## Supplied text:

Summit County is seeing a record rise in respiratory illness and is urging folks to take steps to avoid overtaxing the local healthcare system
SUMMIT COUNTY—Public health officials in Summit County are urging the public to get vaccinated for flu and COVID-19 to help maintain hospital capacity for treatment of a record number of respiratory illnesses throughout the County, including respiratory syncytial virus (RSV), flu and COVID-19.
“It’s the 2 year-olds and younger that are the biggest concern, as well as older adults,” said Summit County Public Health Director Amy Wineland. “Hospitals and clinics across the state are being flooded with little ones suffering from RSV that can make it hard for them to breathe and be very scary for parents.”
Wineland added that this week, one confirmed RSV outbreak was reported at Silverthorne Elementary along with several other probable outbreaks in childcare settings throughout the County.
According to the Colorado Department of Public Health and Environment (CDPHE), RSV causes respiratory tract illness in people of all ages, but infants, young children, and older adults are at greater risk of severe illness from RSV. It spreads by inhaling or having contact with virus-containing droplets (typically through the mouth, nose, or eyes) produced by a person with RSV infection when talking, coughing, and sneezing. While most people who get RSV will only have cold symptoms, it may be more severe in infants and young children, as well as older adults. Symptoms can include a runny or stuffy nose, sneezing, or coughing and can also include fever, decreased appetite, and difficulty breathing or wheezing.

## Extracted data:
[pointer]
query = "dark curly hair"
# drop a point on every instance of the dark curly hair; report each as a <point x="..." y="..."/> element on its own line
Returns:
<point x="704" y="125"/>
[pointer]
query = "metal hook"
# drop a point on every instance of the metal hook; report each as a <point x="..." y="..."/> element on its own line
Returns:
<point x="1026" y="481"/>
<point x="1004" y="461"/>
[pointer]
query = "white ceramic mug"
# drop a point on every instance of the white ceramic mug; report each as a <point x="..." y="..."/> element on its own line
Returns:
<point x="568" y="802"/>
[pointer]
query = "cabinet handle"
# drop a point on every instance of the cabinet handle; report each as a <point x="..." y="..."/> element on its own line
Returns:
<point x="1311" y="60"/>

==

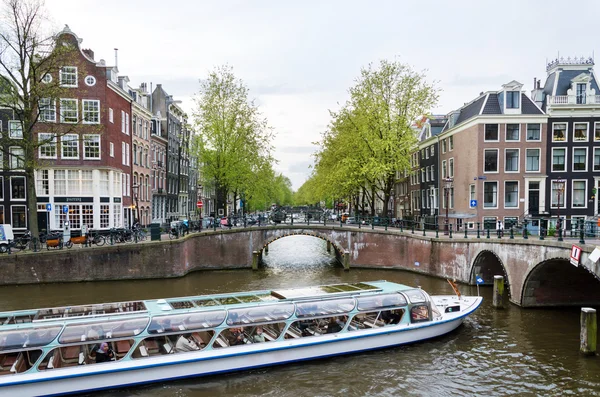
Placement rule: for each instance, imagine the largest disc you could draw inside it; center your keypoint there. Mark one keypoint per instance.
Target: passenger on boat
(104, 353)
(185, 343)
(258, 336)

* * *

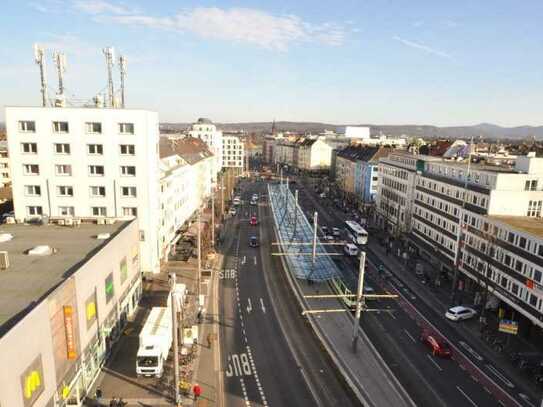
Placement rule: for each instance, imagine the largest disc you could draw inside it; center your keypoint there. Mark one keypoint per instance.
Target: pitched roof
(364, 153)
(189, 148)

## Aim of the exercise:
According to the article on respiratory illness in Summit County, where was the one confirmed RSV outbreak reported this week? These entries have no connection to the article on respiratory illness in Summit County.

## Answer to this exercise:
At Silverthorne Elementary.